→ PROBLEM SET
**1.** In the passage about a childhood near Pentridge, on which street was the narrator's house?
**2.** Pick out every line of the entries below that contains the word "backpack", and copy each of those lines.

==== PROVIDED TEXT ====

The walls of Pentridge were a stone’s throw from the low cyclone wire fence that ran along the back of the school playground. During little play and big play small knots of children would stand along the fence line, under spreading peppercorn trees, and gaze across the road at the bluestone walls, wondering what they held.

There were stories, whispered in the shelter sheds and the boys’ dunnies, or out under the peppercorns, that the drain was a secret escape route. To our boyish minds, it seemed very possible that such a thing could happen – indeed, had happened. These imaginings were fuelled by a film of those times: The Third Man, with its haunting theme music, its narrow, ill-lit streets, and its pies carrying out their work beneath the city, in its sewers and drains.

But none of the “What ifs” was the real cause of my lack of adventure. What compelled me to sit outside while others ventured in, and through, was the sure knowledge that my mother would not want me to go there, would not approve of my entering that foul smelling drain.

How many drains did I avoid as a child?

I was wandering home from school one day. My route took me past the Coburg Railway station. Beside the path was a stand of shiny leafed, gnarled and stunted trees. I was later to learn how you could fold the almost round leaves in two, then blow through one end, to produce a high-pitched, buzzing sound. Among the trees I saw someone squatting; a bare bottom was clearly visible. It was a child, someone around my own age I guessed. He – or more intriguingly, she – was squatting to do a poo. (That is what I would have called it then; the word “shit” was not yet part of my vocabulary).

The body moved uneasily at my foot tread, waddling a little deeper into the undergrowth and the dark shade. I was drawn by curiosity, by the faint pull of an undefined sexual inquisitiveness. But the censor in me won out, the mental embodiment of all of the “Do nots” and “Should nots” of my nine or ten years. I did not find out whether it was a boy or girl. I walked on, out of the bushes, embarrassed and a little guilty. I walked down the underpass, along beside the railway line, down Loch Street, and around the corner to my house in Reynard Street, Coburg, there to play with my dinky toys, and dwell in my mind on what I had seen, and wonder about what I had not seen.

==== RECORDS SUPPLIED ====

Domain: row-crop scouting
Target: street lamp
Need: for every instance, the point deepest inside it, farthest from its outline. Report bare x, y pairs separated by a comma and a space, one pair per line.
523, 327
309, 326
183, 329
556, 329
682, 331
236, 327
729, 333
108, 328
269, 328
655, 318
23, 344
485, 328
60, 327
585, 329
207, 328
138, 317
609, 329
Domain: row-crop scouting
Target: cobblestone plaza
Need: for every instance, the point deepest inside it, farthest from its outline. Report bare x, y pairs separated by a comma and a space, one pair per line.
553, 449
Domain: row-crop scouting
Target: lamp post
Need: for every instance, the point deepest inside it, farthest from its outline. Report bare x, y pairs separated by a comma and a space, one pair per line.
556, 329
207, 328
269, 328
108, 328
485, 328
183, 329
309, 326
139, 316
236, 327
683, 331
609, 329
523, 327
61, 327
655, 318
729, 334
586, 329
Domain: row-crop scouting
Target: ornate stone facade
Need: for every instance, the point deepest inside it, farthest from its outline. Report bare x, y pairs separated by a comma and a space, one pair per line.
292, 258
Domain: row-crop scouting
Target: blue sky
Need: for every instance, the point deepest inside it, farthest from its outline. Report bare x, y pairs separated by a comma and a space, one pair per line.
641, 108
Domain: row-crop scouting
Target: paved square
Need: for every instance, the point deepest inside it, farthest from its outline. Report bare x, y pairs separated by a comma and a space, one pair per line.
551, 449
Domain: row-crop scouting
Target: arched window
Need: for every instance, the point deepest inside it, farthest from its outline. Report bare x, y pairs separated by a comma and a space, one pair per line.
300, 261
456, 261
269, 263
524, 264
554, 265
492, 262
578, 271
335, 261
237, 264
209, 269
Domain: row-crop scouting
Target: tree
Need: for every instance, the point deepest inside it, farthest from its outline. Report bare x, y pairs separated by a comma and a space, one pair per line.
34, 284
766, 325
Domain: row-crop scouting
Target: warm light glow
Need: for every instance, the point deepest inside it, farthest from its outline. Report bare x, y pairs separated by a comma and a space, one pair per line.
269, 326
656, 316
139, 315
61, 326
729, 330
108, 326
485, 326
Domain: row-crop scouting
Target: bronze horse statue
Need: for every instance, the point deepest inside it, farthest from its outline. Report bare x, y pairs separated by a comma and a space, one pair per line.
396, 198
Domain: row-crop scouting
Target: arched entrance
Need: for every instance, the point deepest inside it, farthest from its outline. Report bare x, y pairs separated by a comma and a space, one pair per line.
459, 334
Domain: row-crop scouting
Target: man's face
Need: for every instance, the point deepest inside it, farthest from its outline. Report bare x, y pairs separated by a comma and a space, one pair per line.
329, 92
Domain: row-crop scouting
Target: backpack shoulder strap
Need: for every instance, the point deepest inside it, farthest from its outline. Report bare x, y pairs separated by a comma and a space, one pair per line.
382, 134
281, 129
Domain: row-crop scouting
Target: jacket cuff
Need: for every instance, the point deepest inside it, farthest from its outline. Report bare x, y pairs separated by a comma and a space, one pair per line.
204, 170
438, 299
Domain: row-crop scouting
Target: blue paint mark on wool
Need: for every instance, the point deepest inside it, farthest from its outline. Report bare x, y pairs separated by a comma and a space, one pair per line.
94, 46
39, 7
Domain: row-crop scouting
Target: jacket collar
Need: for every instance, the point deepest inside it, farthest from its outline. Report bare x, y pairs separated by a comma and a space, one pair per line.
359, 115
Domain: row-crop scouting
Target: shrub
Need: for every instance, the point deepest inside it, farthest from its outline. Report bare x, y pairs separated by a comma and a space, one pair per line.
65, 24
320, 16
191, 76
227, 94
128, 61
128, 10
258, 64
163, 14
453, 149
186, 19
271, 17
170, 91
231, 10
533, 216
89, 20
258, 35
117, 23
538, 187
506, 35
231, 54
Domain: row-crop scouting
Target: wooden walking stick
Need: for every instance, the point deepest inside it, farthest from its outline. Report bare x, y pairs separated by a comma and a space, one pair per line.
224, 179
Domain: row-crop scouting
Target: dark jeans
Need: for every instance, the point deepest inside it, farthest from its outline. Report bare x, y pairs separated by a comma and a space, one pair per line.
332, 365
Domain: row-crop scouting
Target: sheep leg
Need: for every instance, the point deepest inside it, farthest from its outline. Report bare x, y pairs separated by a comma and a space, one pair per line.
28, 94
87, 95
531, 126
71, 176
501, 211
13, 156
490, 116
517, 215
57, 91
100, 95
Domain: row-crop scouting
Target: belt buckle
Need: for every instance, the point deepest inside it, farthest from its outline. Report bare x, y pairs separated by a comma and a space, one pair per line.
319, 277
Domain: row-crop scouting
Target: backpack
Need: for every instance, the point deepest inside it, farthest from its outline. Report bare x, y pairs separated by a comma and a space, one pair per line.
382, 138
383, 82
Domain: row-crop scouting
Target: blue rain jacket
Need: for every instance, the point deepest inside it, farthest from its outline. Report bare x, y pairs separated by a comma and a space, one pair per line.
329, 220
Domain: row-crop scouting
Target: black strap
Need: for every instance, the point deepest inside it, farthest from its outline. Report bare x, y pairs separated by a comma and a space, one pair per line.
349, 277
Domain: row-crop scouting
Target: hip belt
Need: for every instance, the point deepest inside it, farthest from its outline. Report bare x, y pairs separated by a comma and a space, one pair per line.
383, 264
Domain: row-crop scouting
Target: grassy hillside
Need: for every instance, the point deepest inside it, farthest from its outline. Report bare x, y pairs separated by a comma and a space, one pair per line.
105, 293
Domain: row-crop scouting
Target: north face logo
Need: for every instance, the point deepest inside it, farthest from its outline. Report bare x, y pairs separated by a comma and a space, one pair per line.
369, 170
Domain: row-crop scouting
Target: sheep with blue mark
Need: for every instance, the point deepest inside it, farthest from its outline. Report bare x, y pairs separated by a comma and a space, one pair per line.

====

→ FINAL RESULTS
**1.** Reynard Street, Coburg.

**2.**
Target: backpack shoulder strap
Target: backpack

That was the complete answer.